* **RECORDS PROVIDED**:
-.-.-

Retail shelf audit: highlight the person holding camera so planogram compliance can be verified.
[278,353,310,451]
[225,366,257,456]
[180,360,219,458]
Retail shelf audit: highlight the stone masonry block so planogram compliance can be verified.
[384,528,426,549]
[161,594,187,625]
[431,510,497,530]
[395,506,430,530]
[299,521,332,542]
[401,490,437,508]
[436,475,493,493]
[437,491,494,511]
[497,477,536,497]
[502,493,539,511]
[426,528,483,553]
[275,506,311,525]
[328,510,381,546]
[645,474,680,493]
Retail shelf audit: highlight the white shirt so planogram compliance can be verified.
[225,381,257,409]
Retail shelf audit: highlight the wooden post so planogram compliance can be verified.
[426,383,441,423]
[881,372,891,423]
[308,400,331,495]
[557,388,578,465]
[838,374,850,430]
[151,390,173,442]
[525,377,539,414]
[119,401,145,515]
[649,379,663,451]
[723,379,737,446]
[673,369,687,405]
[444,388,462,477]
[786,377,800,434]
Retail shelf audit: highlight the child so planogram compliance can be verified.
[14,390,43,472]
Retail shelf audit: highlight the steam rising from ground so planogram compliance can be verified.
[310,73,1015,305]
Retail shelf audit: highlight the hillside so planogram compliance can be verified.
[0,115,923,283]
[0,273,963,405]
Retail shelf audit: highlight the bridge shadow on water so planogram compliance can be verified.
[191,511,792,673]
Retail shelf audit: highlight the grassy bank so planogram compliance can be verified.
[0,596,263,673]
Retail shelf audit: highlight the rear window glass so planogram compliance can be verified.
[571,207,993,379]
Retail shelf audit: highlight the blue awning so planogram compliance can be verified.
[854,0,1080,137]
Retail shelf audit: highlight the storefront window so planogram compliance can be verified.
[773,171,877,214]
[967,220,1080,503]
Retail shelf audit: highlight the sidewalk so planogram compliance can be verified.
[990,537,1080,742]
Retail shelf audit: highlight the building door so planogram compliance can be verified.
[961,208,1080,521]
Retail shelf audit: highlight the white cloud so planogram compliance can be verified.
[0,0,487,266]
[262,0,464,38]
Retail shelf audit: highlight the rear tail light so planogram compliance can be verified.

-.-.-

* **EXERCISE BRIEF**:
Rewrite everything from the line containing "Retail shelf audit: highlight the sidewalk" down to the last of the rows, leaving the requests unchanged and adding 138 to every bounding box coordinate.

* **ANSWER IN FULL**:
Retail shelf audit: highlight the sidewalk so planogram compliance can be verified.
[1128,675,1218,880]
Retail shelf audit: highlight the building door so planogram compliance can be verified.
[1099,346,1218,659]
Retail shelf audit: highlight the white cloud so planogram compliance can be verified.
[138,138,625,404]
[400,138,602,176]
Retail shelf audit: highlight the rear tail light so planogram compliance can be verified.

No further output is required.